▶ **PASSAGE SHOWN**
## BEGIN
Since the values of α and β are the same, Eqs. (5), (6) and (7) are simplified and the following formula is obtained to calculate the fracture opening angle of the main key stratum:

$$k = [M - h(k_{p} - 1)]s/L$$
(8)

Assuming that the minimum broken crack opening of the main key stratum that forms WCFZ is km, the minimum distance hm between the main key stratum and the coal seam can be calculated from Eq. (8) as:

$$h_{m} = [M - k_{m} (L/s)]/(k_{p} - 1)$$
(9)

Depending on the fracture condition of the roof key stratum after mining, the fracture opening angle of main key stratum is generally very small. Therefore by considering the fragmentation coefficient relative to the mining height km(L/s) and the residual fragmentation coefficient kp of rock strata below the main key stratum is generally 1.1–1.15, Eq. (9) is reduced to:

$$h_{m} = (7 - 10)M$$
(10)
## END
▶ **ENTRIES SUPPLIED**
## BEGIN
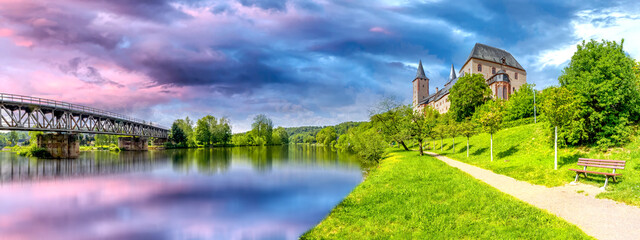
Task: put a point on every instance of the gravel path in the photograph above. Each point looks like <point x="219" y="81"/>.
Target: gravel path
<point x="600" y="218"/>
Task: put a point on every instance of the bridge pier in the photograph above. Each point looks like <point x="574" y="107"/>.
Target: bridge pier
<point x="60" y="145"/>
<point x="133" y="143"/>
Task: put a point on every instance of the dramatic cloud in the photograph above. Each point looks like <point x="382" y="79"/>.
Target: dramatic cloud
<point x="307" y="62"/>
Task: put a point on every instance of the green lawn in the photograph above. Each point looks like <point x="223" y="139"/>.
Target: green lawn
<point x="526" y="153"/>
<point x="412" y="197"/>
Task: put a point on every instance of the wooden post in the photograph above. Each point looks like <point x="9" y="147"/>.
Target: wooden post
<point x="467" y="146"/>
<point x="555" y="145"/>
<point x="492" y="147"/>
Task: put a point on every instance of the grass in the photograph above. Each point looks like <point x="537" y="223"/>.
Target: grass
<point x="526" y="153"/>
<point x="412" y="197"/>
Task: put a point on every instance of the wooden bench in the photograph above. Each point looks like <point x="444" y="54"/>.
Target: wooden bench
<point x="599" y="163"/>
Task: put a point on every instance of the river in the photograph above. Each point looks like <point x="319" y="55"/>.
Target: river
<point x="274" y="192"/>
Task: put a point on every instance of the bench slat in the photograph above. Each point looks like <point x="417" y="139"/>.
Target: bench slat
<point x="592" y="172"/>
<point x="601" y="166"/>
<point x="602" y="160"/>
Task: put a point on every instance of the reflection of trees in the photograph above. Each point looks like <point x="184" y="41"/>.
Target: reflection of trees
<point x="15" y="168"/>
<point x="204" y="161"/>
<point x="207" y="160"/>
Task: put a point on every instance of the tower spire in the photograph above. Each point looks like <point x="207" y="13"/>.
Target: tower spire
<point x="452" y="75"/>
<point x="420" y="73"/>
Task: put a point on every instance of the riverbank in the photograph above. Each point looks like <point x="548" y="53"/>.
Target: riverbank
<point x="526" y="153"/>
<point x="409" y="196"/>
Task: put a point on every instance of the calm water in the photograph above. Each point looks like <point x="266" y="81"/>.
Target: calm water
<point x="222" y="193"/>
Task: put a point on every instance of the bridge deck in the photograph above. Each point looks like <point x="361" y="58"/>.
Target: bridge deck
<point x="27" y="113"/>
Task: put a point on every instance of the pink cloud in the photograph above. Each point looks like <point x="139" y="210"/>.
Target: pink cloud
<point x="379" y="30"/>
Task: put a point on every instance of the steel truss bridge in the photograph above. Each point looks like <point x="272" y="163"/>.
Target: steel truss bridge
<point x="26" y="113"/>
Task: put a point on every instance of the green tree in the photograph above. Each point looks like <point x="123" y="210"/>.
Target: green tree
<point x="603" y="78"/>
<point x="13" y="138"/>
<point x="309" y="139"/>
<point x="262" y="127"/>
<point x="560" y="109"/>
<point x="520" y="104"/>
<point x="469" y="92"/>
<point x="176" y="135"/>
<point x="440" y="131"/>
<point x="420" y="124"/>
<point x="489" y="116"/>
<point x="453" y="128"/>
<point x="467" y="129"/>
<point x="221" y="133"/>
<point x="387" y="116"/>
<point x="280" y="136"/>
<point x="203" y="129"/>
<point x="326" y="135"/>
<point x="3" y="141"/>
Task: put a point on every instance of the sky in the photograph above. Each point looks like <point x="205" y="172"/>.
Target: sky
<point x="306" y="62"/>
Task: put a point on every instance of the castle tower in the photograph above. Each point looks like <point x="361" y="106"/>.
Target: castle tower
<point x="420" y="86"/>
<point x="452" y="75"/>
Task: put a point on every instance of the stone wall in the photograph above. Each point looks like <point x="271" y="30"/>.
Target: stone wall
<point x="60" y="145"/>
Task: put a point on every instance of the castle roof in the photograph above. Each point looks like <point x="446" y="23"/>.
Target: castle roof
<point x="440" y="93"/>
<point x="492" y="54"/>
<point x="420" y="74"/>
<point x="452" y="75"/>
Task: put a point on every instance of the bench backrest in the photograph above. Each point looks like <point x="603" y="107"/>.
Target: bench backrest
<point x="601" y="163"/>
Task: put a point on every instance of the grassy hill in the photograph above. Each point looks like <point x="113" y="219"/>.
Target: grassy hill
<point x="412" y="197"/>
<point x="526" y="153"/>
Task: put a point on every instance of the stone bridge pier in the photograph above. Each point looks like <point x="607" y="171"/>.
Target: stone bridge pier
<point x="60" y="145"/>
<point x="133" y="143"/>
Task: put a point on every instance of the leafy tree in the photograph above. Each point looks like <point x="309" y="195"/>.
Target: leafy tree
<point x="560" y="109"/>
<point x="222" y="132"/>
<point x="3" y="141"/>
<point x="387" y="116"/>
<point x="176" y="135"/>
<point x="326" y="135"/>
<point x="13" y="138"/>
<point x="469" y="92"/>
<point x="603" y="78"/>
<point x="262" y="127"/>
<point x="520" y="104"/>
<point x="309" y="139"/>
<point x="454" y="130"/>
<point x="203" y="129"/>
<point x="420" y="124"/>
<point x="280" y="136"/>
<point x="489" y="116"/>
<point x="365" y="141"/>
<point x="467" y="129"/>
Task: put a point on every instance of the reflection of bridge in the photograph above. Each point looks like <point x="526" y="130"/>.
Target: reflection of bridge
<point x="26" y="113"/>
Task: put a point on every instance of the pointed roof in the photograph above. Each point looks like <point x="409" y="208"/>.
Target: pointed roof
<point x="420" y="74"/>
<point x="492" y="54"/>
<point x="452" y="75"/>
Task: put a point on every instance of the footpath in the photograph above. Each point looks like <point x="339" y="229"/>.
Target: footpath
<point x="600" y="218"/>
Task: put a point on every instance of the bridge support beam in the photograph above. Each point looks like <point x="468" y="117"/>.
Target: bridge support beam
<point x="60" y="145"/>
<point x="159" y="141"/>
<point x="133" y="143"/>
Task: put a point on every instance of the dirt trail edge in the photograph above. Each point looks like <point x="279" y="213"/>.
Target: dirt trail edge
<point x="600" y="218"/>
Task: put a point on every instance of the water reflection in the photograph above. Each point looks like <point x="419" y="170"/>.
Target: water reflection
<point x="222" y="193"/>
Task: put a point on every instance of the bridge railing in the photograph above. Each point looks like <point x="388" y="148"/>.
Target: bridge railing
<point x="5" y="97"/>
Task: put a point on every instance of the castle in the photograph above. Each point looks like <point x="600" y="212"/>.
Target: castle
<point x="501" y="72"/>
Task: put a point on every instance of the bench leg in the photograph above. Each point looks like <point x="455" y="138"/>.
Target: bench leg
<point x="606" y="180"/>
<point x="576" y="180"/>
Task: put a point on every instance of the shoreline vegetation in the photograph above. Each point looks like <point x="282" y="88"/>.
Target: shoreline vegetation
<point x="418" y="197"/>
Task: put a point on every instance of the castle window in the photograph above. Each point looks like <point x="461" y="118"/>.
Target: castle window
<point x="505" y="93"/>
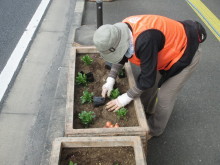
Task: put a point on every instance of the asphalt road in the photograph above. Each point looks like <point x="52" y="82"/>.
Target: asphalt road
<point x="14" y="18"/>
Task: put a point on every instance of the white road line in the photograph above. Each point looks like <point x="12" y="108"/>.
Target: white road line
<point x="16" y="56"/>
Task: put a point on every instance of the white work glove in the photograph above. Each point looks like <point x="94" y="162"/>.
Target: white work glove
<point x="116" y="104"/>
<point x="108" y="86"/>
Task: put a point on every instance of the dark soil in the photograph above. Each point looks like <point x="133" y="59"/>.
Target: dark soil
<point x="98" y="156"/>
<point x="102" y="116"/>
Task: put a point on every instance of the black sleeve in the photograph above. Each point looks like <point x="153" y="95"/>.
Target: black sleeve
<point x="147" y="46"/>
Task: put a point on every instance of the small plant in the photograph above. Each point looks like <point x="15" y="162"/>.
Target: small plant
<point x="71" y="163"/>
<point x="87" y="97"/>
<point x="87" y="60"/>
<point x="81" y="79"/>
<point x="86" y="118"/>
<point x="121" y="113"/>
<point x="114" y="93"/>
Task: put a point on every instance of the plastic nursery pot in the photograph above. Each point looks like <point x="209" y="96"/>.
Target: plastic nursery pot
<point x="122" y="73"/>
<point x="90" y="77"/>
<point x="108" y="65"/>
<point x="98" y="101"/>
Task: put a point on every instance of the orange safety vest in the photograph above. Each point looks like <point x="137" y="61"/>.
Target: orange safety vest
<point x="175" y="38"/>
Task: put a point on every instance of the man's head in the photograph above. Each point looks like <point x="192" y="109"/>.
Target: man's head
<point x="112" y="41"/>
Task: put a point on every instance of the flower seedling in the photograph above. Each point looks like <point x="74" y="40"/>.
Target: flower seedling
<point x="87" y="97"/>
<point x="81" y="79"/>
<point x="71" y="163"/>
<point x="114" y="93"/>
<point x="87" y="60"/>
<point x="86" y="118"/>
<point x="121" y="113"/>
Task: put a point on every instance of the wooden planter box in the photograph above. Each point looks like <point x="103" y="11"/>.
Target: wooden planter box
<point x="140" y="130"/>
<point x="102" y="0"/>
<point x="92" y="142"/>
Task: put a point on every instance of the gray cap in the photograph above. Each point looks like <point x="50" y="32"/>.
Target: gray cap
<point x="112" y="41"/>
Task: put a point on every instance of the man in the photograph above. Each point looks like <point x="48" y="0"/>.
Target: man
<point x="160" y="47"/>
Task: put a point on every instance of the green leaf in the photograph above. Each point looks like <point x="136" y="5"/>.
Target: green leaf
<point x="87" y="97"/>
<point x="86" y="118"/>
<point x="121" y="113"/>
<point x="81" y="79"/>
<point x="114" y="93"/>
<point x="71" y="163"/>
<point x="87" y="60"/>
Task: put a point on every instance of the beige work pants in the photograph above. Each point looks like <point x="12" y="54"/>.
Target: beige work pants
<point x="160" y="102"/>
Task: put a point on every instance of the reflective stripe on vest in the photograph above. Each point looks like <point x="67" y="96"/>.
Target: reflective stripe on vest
## END
## BEGIN
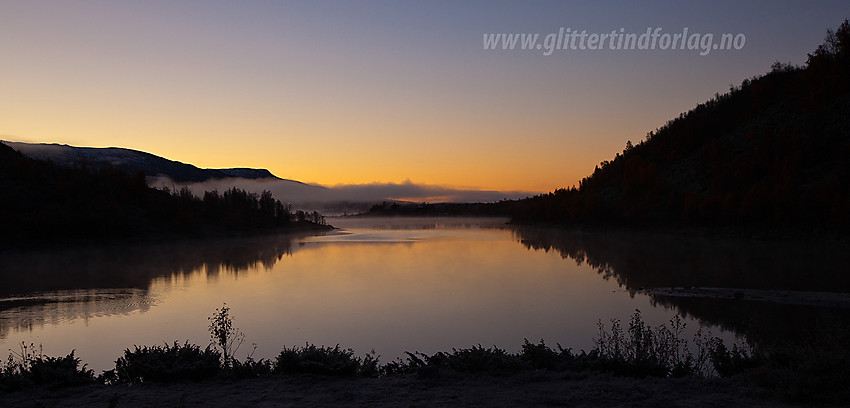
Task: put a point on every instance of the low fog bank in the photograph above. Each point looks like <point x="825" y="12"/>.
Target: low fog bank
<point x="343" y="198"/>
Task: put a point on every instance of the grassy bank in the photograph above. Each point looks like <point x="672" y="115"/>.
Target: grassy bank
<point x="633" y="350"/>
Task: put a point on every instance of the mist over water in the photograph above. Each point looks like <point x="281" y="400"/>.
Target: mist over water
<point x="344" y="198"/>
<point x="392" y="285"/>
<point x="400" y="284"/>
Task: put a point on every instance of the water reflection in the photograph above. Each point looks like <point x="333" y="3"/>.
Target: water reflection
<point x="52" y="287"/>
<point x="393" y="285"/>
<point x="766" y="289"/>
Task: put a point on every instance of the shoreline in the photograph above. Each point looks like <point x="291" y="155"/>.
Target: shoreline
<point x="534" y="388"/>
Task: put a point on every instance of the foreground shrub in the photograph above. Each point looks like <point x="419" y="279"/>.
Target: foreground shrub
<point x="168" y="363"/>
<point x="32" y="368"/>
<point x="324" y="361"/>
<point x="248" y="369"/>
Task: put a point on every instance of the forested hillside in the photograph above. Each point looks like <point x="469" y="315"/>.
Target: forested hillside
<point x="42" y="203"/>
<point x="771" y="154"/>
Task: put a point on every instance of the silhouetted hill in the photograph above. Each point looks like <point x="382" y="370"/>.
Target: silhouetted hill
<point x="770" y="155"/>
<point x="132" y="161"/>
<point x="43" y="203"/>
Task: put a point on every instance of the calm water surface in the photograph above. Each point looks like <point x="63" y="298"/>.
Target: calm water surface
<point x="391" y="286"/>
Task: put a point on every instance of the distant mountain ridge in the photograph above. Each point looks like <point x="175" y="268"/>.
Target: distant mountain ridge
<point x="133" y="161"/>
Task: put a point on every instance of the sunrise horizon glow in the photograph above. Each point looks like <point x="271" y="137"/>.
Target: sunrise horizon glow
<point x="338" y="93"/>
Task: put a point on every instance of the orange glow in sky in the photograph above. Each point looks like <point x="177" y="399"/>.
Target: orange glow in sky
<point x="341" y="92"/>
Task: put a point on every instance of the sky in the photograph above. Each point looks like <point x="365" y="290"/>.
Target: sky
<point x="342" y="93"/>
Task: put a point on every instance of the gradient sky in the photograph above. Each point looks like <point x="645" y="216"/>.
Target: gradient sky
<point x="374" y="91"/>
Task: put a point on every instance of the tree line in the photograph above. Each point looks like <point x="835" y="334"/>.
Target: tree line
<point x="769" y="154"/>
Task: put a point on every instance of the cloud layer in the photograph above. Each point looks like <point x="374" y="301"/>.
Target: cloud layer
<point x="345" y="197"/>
## END
## BEGIN
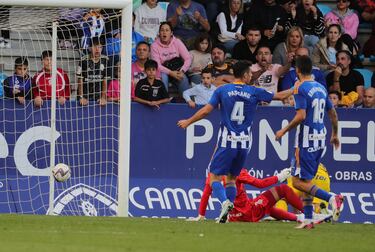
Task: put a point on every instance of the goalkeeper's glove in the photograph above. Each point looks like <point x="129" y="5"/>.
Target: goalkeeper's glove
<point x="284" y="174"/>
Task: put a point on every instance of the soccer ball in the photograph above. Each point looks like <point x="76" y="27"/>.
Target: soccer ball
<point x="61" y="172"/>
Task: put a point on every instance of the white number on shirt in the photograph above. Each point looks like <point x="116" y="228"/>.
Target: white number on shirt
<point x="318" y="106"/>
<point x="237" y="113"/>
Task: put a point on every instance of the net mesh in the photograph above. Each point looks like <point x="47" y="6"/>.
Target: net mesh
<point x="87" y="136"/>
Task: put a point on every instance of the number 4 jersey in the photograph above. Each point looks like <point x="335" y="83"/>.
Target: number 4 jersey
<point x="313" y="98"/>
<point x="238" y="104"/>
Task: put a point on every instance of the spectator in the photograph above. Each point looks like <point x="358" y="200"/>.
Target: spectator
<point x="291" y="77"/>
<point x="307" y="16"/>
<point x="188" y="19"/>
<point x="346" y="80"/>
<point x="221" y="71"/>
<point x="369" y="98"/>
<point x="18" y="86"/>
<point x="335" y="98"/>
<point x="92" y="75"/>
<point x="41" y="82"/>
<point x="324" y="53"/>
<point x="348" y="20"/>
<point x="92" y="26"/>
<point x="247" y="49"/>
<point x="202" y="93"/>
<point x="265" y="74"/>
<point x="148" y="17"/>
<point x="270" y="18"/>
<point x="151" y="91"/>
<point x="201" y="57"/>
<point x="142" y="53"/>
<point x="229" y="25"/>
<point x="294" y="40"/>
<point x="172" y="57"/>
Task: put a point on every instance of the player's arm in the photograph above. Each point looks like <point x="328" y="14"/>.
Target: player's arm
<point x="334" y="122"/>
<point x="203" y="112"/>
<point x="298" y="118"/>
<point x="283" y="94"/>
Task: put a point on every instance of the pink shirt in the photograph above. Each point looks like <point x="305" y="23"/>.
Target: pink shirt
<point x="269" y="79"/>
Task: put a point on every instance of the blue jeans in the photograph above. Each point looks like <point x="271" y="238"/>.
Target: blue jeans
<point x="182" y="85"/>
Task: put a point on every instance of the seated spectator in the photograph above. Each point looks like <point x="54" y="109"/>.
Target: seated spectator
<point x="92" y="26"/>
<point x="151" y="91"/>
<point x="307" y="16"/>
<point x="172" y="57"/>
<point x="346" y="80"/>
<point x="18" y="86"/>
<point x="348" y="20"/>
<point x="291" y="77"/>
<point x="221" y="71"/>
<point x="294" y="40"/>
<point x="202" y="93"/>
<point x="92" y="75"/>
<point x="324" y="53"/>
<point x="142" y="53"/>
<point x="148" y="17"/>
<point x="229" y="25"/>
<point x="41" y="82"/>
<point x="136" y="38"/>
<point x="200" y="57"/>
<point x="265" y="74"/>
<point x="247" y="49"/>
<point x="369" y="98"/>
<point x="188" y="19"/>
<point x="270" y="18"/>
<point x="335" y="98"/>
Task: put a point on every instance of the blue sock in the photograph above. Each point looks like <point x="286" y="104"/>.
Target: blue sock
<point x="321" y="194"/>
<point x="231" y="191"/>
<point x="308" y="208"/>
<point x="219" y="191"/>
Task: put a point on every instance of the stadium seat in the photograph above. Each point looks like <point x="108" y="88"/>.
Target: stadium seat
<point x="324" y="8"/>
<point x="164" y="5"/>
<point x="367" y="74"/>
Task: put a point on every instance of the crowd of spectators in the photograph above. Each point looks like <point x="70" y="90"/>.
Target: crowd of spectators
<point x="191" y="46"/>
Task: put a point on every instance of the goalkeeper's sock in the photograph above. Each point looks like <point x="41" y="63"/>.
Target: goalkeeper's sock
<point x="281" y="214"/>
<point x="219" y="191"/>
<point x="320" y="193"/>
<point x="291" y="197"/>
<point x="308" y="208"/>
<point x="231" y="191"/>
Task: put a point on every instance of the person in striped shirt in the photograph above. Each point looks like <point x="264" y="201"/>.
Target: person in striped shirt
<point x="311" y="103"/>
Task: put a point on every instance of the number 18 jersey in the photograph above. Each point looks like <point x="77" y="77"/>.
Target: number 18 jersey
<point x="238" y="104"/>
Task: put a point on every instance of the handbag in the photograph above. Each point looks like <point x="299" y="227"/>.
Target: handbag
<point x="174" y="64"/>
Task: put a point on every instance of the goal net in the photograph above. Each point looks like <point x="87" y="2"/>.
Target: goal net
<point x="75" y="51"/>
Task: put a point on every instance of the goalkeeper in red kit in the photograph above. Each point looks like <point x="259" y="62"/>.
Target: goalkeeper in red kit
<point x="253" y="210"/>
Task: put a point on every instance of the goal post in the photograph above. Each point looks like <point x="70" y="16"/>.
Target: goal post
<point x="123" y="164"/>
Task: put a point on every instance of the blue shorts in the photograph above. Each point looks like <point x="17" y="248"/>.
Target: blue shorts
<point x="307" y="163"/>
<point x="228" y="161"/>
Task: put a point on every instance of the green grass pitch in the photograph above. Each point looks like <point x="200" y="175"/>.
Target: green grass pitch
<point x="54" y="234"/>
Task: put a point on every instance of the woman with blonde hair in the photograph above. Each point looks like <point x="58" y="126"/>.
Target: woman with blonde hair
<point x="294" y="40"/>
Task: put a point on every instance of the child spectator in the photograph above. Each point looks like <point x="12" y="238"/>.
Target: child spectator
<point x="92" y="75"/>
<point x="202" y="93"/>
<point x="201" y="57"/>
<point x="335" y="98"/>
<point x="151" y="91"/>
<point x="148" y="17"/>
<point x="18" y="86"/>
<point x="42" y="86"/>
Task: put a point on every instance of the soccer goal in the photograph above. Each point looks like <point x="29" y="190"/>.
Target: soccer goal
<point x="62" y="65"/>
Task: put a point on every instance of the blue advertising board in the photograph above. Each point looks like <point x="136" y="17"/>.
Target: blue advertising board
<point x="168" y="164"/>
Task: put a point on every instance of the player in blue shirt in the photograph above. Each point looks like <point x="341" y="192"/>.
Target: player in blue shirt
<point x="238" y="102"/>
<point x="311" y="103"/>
## END
▶ **TASKS TO CARRY OUT**
1. Decide whether each statement agrees with the key stratum passage. Answer yes or no for each, and quote the passage's deciding words exactly.
(a) The residual fragmentation coefficient kp of rock strata below the main key stratum is generally 1.1–1.15.
(b) The fracture opening angle of the main key stratum is generally large.
(c) The values of α and β differ.
2. According to the key stratum passage, what quantity does hm stand for?
3. Extend the key stratum passage, beginning right after Eq. (10).

▶ **REPLIES**
1.
(a) Yes: "the residual fragmentation coefficient kp of rock strata below the main key stratum is generally 1.1–1.15"
(b) No: "the fracture opening angle of main key stratum is generally very small"
(c) No: "Since the values of α and β are the same"

2. The minimum distance between the main key stratum and the coal seam.

3.
The key stratum is divided into main key stratum and inferior key stratum. The location of the key stratum of the roof affects the height of the WCFZ. The fracture of the main key stratum will become part of the WCFZ only if the location of the main key stratum is less than a certain critical height from the coal seam and the overlying strata of the main key stratum will also become part of the WCFZ at the same time. When the main key stratum is within the critical height of 10M (10 times mined thickness), the WCFZ will extend to the top of the main key stratum. On the other hand, if the main key stratum lies beyond the critical height of 10M, the WCFZ will extend to the bottom of the closest key stratum above the critical height of 10M (Xu et al. 2009, 2012). In the current case (γ = 75°), the results of determining the key stratum are summarized in Table 3.

Table 3 Key stratum identification

The thickness of the coal seam (M) in the “CZ and WCFZ” borehole is 4 m, and the critical height of the key stratum calculated based on 10M is 40 m. The position of the key stratum closest to the critical height 10M is 67 m > 40 m from the coal seam height. Therefore, the height of the WCFZ should be calculated based on the position of the nearest key stratum that is above the critical height of 40 m which gives the height of the WCFZ of 67 m.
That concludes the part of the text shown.